Exercise directions — Copy the listing below exactly, but skip the pictures.

Exercise data —
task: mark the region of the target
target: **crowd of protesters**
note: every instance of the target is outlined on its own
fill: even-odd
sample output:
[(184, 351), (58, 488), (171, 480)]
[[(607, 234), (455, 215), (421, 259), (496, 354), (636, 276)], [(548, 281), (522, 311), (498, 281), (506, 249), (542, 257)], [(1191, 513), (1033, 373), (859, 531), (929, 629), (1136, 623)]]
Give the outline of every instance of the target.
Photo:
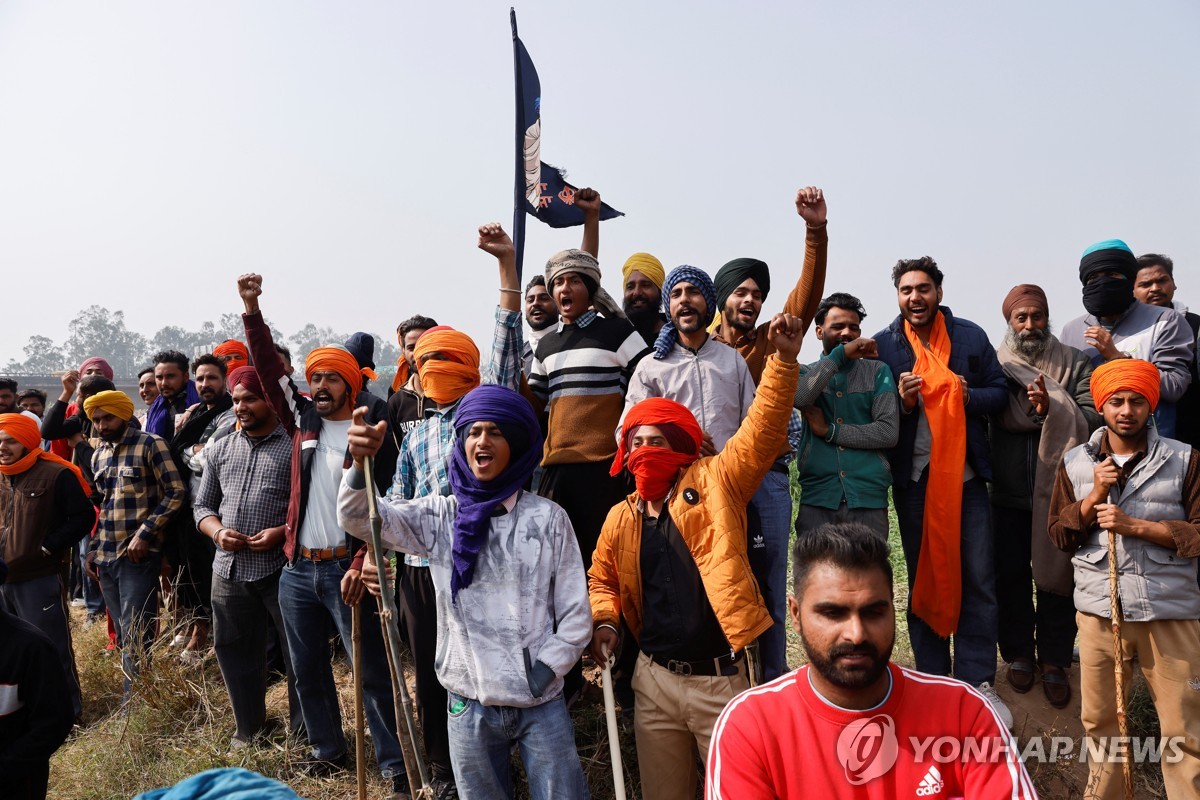
[[(245, 341), (156, 354), (138, 374), (142, 417), (102, 343), (49, 405), (0, 380), (0, 774), (14, 796), (44, 796), (87, 701), (72, 583), (84, 624), (109, 626), (126, 702), (157, 636), (190, 666), (215, 657), (231, 751), (269, 740), (268, 682), (286, 676), (287, 728), (315, 776), (353, 752), (331, 638), (359, 648), (394, 798), (419, 784), (382, 585), (437, 798), (511, 796), (514, 750), (534, 797), (586, 797), (569, 713), (585, 660), (611, 666), (648, 800), (690, 800), (700, 781), (712, 798), (1032, 797), (998, 668), (1061, 709), (1078, 660), (1084, 732), (1111, 738), (1129, 686), (1118, 650), (1162, 736), (1182, 741), (1162, 766), (1168, 797), (1200, 796), (1200, 317), (1175, 299), (1170, 258), (1095, 244), (1079, 263), (1086, 313), (1057, 337), (1045, 292), (1019, 284), (995, 345), (947, 306), (953, 270), (903, 259), (899, 313), (867, 337), (852, 287), (825, 294), (820, 189), (796, 196), (798, 268), (743, 257), (710, 276), (635, 253), (621, 302), (602, 285), (599, 195), (576, 202), (581, 246), (524, 288), (507, 234), (479, 228), (498, 268), (490, 348), (408, 309), (386, 402), (368, 391), (365, 334), (308, 353), (301, 392), (257, 274), (236, 284)], [(772, 273), (787, 296), (766, 315)], [(820, 352), (800, 359), (810, 329)], [(382, 563), (366, 545), (372, 494)], [(890, 660), (889, 502), (912, 668)], [(881, 718), (895, 737), (991, 738), (1008, 756), (851, 764), (846, 731)], [(1088, 797), (1122, 796), (1118, 766), (1090, 769)]]

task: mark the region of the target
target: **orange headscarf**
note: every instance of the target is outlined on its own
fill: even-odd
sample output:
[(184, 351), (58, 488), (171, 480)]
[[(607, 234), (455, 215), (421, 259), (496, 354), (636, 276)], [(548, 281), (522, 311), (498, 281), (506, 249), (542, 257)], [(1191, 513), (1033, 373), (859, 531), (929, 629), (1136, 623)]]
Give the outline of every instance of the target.
[(1161, 377), (1158, 367), (1137, 358), (1118, 358), (1106, 361), (1092, 373), (1092, 400), (1099, 410), (1117, 392), (1137, 392), (1158, 408)]
[[(358, 366), (358, 359), (344, 347), (318, 347), (304, 359), (304, 379), (312, 383), (312, 376), (317, 372), (336, 372), (346, 382), (346, 387), (353, 392), (350, 399), (362, 391), (363, 376), (368, 370)], [(374, 371), (370, 371), (374, 375)]]
[(921, 401), (932, 439), (929, 481), (925, 486), (925, 515), (917, 575), (913, 581), (912, 611), (938, 636), (958, 628), (962, 609), (962, 482), (967, 463), (967, 411), (963, 388), (950, 369), (950, 334), (942, 312), (933, 320), (929, 346), (904, 323), (904, 335), (921, 376)]
[[(446, 361), (425, 361), (441, 353)], [(421, 334), (413, 348), (421, 391), (435, 403), (453, 403), (479, 385), (479, 348), (471, 337), (446, 325)]]
[[(671, 443), (671, 449), (639, 447), (632, 455), (627, 455), (633, 434), (644, 425), (661, 430)], [(638, 496), (643, 500), (661, 500), (675, 485), (679, 471), (700, 457), (703, 439), (700, 424), (687, 406), (665, 397), (647, 398), (634, 404), (625, 414), (617, 455), (608, 473), (619, 475), (628, 467), (637, 485)]]
[(408, 360), (404, 356), (396, 359), (396, 375), (392, 378), (392, 391), (400, 391), (400, 387), (408, 383)]
[(221, 342), (213, 348), (213, 355), (225, 359), (227, 372), (233, 372), (238, 367), (244, 367), (250, 363), (250, 351), (237, 339), (227, 339)]
[(92, 487), (88, 486), (87, 481), (83, 479), (83, 473), (79, 467), (64, 458), (56, 456), (54, 453), (47, 453), (42, 449), (42, 434), (38, 431), (37, 423), (32, 419), (24, 414), (0, 414), (0, 431), (4, 431), (16, 439), (22, 447), (29, 451), (24, 458), (15, 464), (0, 464), (0, 473), (9, 477), (20, 475), (32, 467), (34, 462), (39, 458), (44, 458), (47, 461), (53, 461), (55, 464), (62, 464), (71, 470), (75, 474), (75, 480), (79, 481), (79, 485), (83, 487), (83, 493), (91, 494)]

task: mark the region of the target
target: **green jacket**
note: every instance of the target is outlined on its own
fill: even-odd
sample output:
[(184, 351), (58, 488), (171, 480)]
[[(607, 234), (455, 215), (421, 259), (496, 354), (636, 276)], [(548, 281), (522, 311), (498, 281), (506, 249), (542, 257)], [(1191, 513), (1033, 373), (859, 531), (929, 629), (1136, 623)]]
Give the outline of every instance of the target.
[(892, 473), (887, 451), (900, 430), (900, 398), (882, 361), (848, 359), (838, 345), (800, 368), (796, 408), (815, 405), (829, 433), (804, 427), (798, 451), (800, 504), (836, 509), (886, 508)]

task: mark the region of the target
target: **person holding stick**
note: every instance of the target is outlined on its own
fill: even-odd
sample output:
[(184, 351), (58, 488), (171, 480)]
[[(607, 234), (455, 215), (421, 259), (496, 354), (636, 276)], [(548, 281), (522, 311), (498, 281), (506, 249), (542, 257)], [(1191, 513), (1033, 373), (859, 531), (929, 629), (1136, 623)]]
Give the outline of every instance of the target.
[[(1050, 502), (1050, 538), (1072, 553), (1083, 728), (1113, 757), (1089, 760), (1087, 797), (1132, 796), (1124, 702), (1136, 657), (1164, 742), (1167, 796), (1200, 796), (1200, 456), (1149, 426), (1159, 372), (1125, 358), (1092, 373), (1104, 427), (1063, 458)], [(1117, 596), (1110, 591), (1115, 561)], [(1114, 613), (1115, 609), (1115, 613)], [(1120, 665), (1116, 661), (1119, 650)], [(1172, 738), (1178, 737), (1178, 738)], [(1121, 755), (1124, 753), (1124, 756)]]
[(696, 755), (713, 723), (750, 687), (746, 646), (771, 615), (746, 555), (746, 504), (787, 437), (804, 326), (777, 314), (762, 383), (715, 456), (688, 409), (651, 397), (625, 413), (613, 474), (637, 491), (609, 511), (588, 571), (592, 658), (617, 649), (622, 618), (636, 639), (634, 736), (646, 800), (696, 796)]
[[(354, 412), (355, 466), (338, 496), (341, 526), (360, 538), (370, 532), (363, 461), (387, 435), (364, 414)], [(459, 402), (454, 431), (451, 495), (393, 493), (379, 514), (386, 547), (429, 559), (459, 796), (511, 798), (517, 745), (533, 797), (586, 798), (563, 676), (591, 638), (592, 614), (570, 519), (522, 490), (541, 458), (541, 427), (517, 392), (484, 385)]]

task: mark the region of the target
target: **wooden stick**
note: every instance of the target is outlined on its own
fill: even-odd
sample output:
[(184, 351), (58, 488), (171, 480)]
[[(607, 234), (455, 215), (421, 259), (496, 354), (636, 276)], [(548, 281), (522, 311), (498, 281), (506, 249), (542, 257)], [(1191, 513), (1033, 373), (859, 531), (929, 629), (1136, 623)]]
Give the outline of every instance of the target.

Your solution —
task: mark the region of the target
target: **crowd of protesters**
note: every instance of the target is outlined on its own
fill: even-odd
sample output:
[(184, 351), (58, 488), (171, 480)]
[[(607, 234), (455, 215), (421, 259), (496, 354), (636, 276)], [(548, 281), (522, 311), (498, 281), (506, 249), (542, 257)], [(1191, 513), (1033, 373), (859, 531), (929, 629), (1136, 623)]]
Give the outline of every instance of the target.
Photo:
[[(245, 341), (156, 354), (138, 374), (142, 417), (102, 343), (49, 405), (0, 380), (0, 774), (14, 796), (44, 796), (87, 701), (72, 583), (84, 624), (109, 626), (126, 702), (157, 636), (190, 666), (215, 657), (231, 751), (269, 740), (268, 682), (286, 676), (287, 728), (315, 776), (353, 752), (331, 638), (359, 648), (394, 798), (419, 784), (382, 585), (437, 798), (511, 796), (514, 750), (534, 797), (586, 797), (569, 713), (585, 660), (611, 666), (648, 800), (690, 800), (700, 781), (712, 798), (1032, 797), (998, 668), (1061, 709), (1078, 660), (1084, 732), (1111, 738), (1129, 686), (1118, 650), (1162, 736), (1182, 741), (1162, 766), (1168, 797), (1200, 796), (1200, 317), (1175, 299), (1170, 258), (1095, 244), (1079, 263), (1086, 313), (1057, 337), (1045, 292), (1019, 284), (995, 345), (947, 306), (953, 270), (903, 259), (899, 313), (867, 337), (852, 287), (825, 294), (820, 189), (796, 196), (798, 268), (743, 257), (710, 276), (635, 253), (621, 302), (602, 285), (599, 195), (576, 202), (581, 246), (524, 288), (507, 234), (479, 228), (498, 268), (490, 348), (408, 309), (386, 402), (368, 391), (365, 334), (308, 353), (301, 392), (257, 274), (236, 284)], [(772, 273), (787, 296), (766, 315)], [(820, 352), (800, 359), (810, 329)], [(382, 563), (366, 545), (372, 494)], [(890, 660), (889, 502), (912, 668)], [(881, 718), (895, 737), (991, 738), (1008, 756), (851, 764), (846, 731)], [(1088, 797), (1122, 796), (1118, 766), (1090, 769)]]

task: mark the region of the target
target: **orange headscarf**
note: every instance of the target is outlined on its own
fill: even-odd
sample output:
[(184, 351), (58, 488), (171, 480)]
[[(607, 234), (455, 215), (421, 259), (496, 354), (636, 276)], [(548, 281), (522, 311), (498, 281), (506, 249), (542, 257)], [(1191, 513), (1033, 373), (859, 531), (929, 629), (1136, 623)]]
Give the outline of every instance of the target.
[(1161, 377), (1158, 367), (1137, 358), (1118, 358), (1106, 361), (1092, 373), (1092, 400), (1099, 410), (1117, 392), (1137, 392), (1158, 408)]
[[(358, 366), (358, 359), (344, 347), (318, 347), (304, 359), (304, 379), (312, 383), (312, 376), (317, 372), (336, 372), (346, 382), (346, 387), (353, 392), (350, 399), (362, 391), (363, 376), (368, 370)], [(374, 371), (370, 371), (374, 375)]]
[(921, 401), (932, 439), (929, 481), (925, 486), (925, 515), (917, 575), (913, 581), (912, 611), (938, 636), (958, 628), (962, 609), (962, 482), (967, 463), (967, 411), (963, 388), (950, 369), (950, 334), (942, 312), (933, 320), (929, 346), (904, 323), (904, 335), (921, 376)]
[[(446, 361), (425, 361), (441, 353)], [(421, 334), (413, 348), (421, 391), (435, 403), (453, 403), (479, 385), (479, 348), (471, 337), (446, 325)]]
[[(671, 443), (671, 449), (639, 447), (632, 455), (627, 455), (633, 434), (644, 425), (661, 430)], [(638, 496), (643, 500), (661, 500), (675, 485), (679, 471), (700, 457), (703, 439), (700, 424), (687, 406), (665, 397), (647, 398), (634, 404), (625, 414), (617, 455), (608, 473), (619, 475), (628, 467), (637, 485)]]
[(408, 360), (404, 356), (396, 359), (396, 375), (392, 378), (392, 391), (400, 391), (400, 387), (408, 383)]
[(221, 342), (213, 348), (213, 355), (225, 359), (227, 372), (233, 372), (238, 367), (244, 367), (250, 363), (250, 351), (237, 339), (227, 339)]
[(92, 487), (88, 486), (87, 481), (83, 479), (83, 473), (79, 467), (64, 458), (56, 456), (54, 453), (47, 453), (42, 449), (42, 434), (38, 431), (37, 423), (32, 419), (24, 414), (0, 414), (0, 431), (4, 431), (16, 439), (22, 447), (29, 451), (24, 458), (15, 464), (0, 464), (0, 473), (9, 477), (20, 475), (32, 467), (34, 462), (39, 458), (44, 458), (47, 461), (53, 461), (55, 464), (62, 464), (71, 470), (75, 474), (75, 480), (79, 481), (79, 485), (83, 487), (83, 493), (91, 494)]

task: mark the region of the target
target: **green jacket**
note: every instance of the target is outlined on its own
fill: even-odd
sample output:
[(184, 351), (58, 488), (171, 480)]
[[(607, 234), (455, 215), (421, 259), (496, 354), (636, 276)], [(548, 281), (522, 311), (498, 281), (506, 249), (542, 257)], [(1191, 513), (1033, 373), (859, 531), (929, 629), (1136, 623)]]
Give the outline of every instance of the target.
[(892, 473), (887, 451), (900, 430), (900, 398), (882, 361), (848, 359), (838, 345), (800, 368), (796, 408), (815, 405), (829, 433), (804, 427), (798, 451), (800, 504), (836, 509), (886, 508)]

task: mark the region of the target
target: **person holding stick**
note: every instance of the target is outlined on its own
fill: even-odd
sample output:
[(184, 351), (58, 488), (171, 480)]
[[(607, 234), (455, 215), (421, 259), (496, 354), (636, 276)], [(548, 281), (522, 311), (498, 281), (506, 249), (542, 257)], [(1191, 513), (1033, 373), (859, 531), (929, 629), (1136, 623)]]
Give the outline of every instance of the target.
[[(1050, 502), (1050, 538), (1072, 553), (1083, 728), (1113, 757), (1089, 760), (1087, 797), (1132, 796), (1124, 702), (1136, 657), (1164, 742), (1167, 796), (1200, 796), (1200, 456), (1149, 426), (1159, 372), (1125, 358), (1092, 373), (1104, 427), (1063, 458)], [(1117, 596), (1110, 591), (1115, 561)], [(1114, 613), (1115, 609), (1115, 613)], [(1120, 665), (1116, 661), (1119, 650)], [(1172, 738), (1178, 737), (1178, 738)], [(1121, 755), (1124, 753), (1124, 756)]]
[(696, 755), (713, 723), (750, 687), (746, 646), (771, 615), (746, 555), (746, 504), (787, 437), (804, 326), (777, 314), (762, 383), (715, 456), (688, 409), (651, 397), (625, 413), (613, 474), (637, 491), (609, 511), (588, 571), (592, 658), (617, 649), (622, 618), (636, 639), (634, 736), (646, 800), (696, 796)]
[[(354, 412), (355, 466), (338, 496), (341, 526), (360, 538), (370, 532), (363, 461), (387, 435), (364, 414)], [(459, 402), (454, 431), (451, 495), (393, 493), (379, 514), (386, 547), (429, 559), (459, 796), (511, 798), (517, 745), (533, 797), (586, 798), (563, 676), (591, 638), (592, 614), (570, 519), (522, 490), (541, 458), (541, 427), (517, 392), (484, 385)]]

task: mark the region of the target
target: **wooden stick**
note: every instance of the target is outlined on its own
fill: even-odd
sample output:
[(184, 351), (58, 488), (171, 480)]
[[(607, 234), (455, 215), (421, 259), (496, 354), (636, 276)], [(548, 281), (522, 311), (498, 281), (506, 249), (542, 257)], [(1191, 513), (1033, 373), (859, 531), (929, 629), (1136, 623)]]
Give the outline of every instance of the target.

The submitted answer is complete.